╭─ FRAGMENTO SELECCIONADO

David CronenbergEstrenos

CRASH

Una boda de pesadilla entre la tecnología y el sexo

Crash. Revista Mutaciones

El propio J. G. Ballard explicó en el prólogo a la edición francesa de Crash su intención de escribir una novela pornográfica. Junto con una defensa del género de ciencia ficción, entregaba a su vez una reflexión confesional sobre la tarea del escritor y una visión -que es a su vez una arenga- sobre las posturas desfasadas y anacrónicas que observaba en la producción literaria de su tiempo. En aquellos años 70 la sociedad de consumo florecía a pleno rendimiento y Ballard ofrecía en su prólogo la visión de una masa compradora anestesiada por la repetición de los mensajes publicitarios y unos medios de comunicación capaces de hacer soportables -incluso excitantes- el sufrimiento y la mutilación.

El autor parece recoger la insidiosa máxima del futurismo como movimiento empeñado en la negación del pasado y la celebración de la velocidad, la técnica, la guerra y la muerte: un coche de carreras es más hermoso que la Victoria de Samotracia. Otros movimientos artísticos también pertenecientes a las primeras vanguardias, como el surrealismo y el dadá, muestras de la rupturas y cambios que empezaría a alumbrar el siglo XX, son el germen de posteriores expresiones, técnicas y temáticas del arte en la época del esplendor de la sociedad de consumo, como lo fue el arte pop. Las pinturas de grandes desnudos erotizados de Tom Wesselmann y las obras de Andy Warhol, que reproducen de forma seriada fotografías de accidentes de tráfico, ya hablan el mismo lenguaje que Ballard se propuso retorcer en su novela.

╰─

| TAREAS DEL EJERCICIO |
1. Según el texto sobre Crash, ¿a qué se debía que Ballard viera en su prólogo una masa compradora anestesiada? Responde en una o dos oraciones.
2. Prosigue el texto sobre Crash a partir de su última oración.

╭─ DATOS EXTRAÍDOS

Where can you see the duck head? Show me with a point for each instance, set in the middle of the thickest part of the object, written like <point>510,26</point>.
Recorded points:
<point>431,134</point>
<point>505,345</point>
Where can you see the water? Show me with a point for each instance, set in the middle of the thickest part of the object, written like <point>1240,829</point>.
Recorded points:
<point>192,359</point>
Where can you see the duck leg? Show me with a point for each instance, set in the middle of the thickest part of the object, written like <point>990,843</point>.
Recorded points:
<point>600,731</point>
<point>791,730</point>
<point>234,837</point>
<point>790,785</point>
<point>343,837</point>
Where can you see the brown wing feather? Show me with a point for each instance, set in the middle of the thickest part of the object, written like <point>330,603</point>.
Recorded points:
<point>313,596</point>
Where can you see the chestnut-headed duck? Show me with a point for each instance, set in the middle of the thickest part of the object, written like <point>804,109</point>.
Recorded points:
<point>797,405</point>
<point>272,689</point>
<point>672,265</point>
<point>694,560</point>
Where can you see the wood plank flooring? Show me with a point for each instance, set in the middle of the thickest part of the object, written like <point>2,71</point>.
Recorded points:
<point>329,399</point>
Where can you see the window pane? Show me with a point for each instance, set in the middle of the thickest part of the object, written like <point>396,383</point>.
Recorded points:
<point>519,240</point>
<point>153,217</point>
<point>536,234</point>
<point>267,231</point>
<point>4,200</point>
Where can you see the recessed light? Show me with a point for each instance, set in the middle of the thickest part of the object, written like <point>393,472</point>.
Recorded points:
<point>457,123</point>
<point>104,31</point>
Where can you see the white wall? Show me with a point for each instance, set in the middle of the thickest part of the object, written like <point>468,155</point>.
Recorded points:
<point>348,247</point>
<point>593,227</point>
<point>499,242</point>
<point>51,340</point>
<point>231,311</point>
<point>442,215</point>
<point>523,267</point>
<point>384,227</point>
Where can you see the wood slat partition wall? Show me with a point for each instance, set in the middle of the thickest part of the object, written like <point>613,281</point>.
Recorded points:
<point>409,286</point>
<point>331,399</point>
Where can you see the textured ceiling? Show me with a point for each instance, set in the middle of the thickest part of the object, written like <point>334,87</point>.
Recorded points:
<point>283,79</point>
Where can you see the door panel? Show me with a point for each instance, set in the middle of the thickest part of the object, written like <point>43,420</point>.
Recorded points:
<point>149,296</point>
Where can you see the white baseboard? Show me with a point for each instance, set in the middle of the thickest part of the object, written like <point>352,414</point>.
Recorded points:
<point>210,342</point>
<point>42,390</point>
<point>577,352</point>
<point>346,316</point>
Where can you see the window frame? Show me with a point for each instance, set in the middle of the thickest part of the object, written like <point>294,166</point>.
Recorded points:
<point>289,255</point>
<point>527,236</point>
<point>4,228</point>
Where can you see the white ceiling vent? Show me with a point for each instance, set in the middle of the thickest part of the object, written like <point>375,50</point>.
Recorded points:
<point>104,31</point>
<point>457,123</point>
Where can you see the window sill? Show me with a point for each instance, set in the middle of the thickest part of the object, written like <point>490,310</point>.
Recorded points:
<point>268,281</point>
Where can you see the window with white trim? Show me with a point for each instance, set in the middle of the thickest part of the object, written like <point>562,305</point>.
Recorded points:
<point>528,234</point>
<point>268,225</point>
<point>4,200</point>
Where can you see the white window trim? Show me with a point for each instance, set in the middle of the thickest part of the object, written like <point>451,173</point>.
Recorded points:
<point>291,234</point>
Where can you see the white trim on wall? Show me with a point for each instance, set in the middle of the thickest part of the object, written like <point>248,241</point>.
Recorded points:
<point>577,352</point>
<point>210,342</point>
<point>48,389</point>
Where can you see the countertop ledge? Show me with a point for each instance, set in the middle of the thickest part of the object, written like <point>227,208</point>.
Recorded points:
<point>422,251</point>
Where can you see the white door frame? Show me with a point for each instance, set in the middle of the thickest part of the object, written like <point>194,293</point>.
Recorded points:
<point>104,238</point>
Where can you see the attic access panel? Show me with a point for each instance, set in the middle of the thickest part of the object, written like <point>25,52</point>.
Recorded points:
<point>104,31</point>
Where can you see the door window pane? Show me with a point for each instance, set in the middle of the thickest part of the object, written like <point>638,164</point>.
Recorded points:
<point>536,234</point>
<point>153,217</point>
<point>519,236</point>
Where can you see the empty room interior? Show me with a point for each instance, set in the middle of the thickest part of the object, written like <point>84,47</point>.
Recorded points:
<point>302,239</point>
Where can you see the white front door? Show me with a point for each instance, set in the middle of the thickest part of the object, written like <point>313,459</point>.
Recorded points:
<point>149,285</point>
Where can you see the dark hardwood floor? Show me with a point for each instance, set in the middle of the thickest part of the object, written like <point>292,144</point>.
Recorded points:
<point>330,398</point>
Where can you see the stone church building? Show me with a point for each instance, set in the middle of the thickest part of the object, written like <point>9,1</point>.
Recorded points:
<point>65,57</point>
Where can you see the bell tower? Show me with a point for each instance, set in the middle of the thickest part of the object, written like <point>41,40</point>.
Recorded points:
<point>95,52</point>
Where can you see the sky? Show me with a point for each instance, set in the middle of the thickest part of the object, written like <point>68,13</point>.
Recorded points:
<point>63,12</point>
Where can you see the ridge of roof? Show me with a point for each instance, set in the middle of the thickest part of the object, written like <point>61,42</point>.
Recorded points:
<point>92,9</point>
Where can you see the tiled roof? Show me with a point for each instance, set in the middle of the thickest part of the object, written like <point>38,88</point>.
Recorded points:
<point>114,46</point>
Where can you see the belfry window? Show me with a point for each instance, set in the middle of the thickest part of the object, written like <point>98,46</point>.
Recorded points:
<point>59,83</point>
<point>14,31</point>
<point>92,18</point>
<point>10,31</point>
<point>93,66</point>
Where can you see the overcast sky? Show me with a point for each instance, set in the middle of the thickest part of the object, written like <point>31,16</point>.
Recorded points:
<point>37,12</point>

╰─

| RESPUESTAS ESPERADAS |
1. Ballard la veía anestesiada por la repetición de los mensajes publicitarios y por unos medios de comunicación capaces de hacer soportables, e incluso excitantes, el sufrimiento y la mutilación.

2.
El automóvil representa un potente símbolo, el del objeto de consumo perfecto: fabricado en cadena, con sus formas aerodinámicas suaves, capaz de precipitar a toda velocidad nuestros deseos, también satisface una oculta atracción morbosa al significarse, en palabras de cualquier profesor de autoescuela, como un ataúd con ruedas. Un amasijo de metal arrugado, recorrido por pliegues caprichosos que arruinan los suaves biseles del elegante diseño industrial: superficies de aluminio mojadas por el rocío teñido de sangre y heces, concertinas de vidrio dentado que trocean el recuerdo de un cuerpo humano, las flamantes líneas de último modelo deformadas por un impacto que las hace irreconocibles o el reverso del ideal de progreso tecnológico y la era de la comunicación en el reflejo de un parabrisas roto.

Así es la visión apocalíptica de Ballard, la náusea de un diseñador de interiores que ha olvidado sus pesadillas mientras soñaba con el progreso.

Andy Warhol. Orange Car Crash Fourteen Times. Revista Mutaciones

 

Crash test dummies

Estrenada en 1996, la versión cinematográfica de David Cronenberg se alzó con el Premio Especial del Jurado en Cannes rodeada de cierto revuelo. Tal vez la pacata sociedad de aquellos años no estaba preparada para la pérdida de la inocencia que acontecería con el fin del milenio.

Adaptación fiel del libro de Ballard, la película nos sitúa hábilmente en un presente atemporal, frío y plomizo, para encadenar una serie de estampas sexuales forzosamente conectadas por un débil hilo argumental. El espectador que se aferre a este hilo, se verá empujado, paulatinamente hacia las sórdidas obsesiones de los personajes, verdaderos muñecos de pruebas de choque, maniquíes vacíos, aburridos de una existencia repetitiva y anodina, donde todo está al alcance.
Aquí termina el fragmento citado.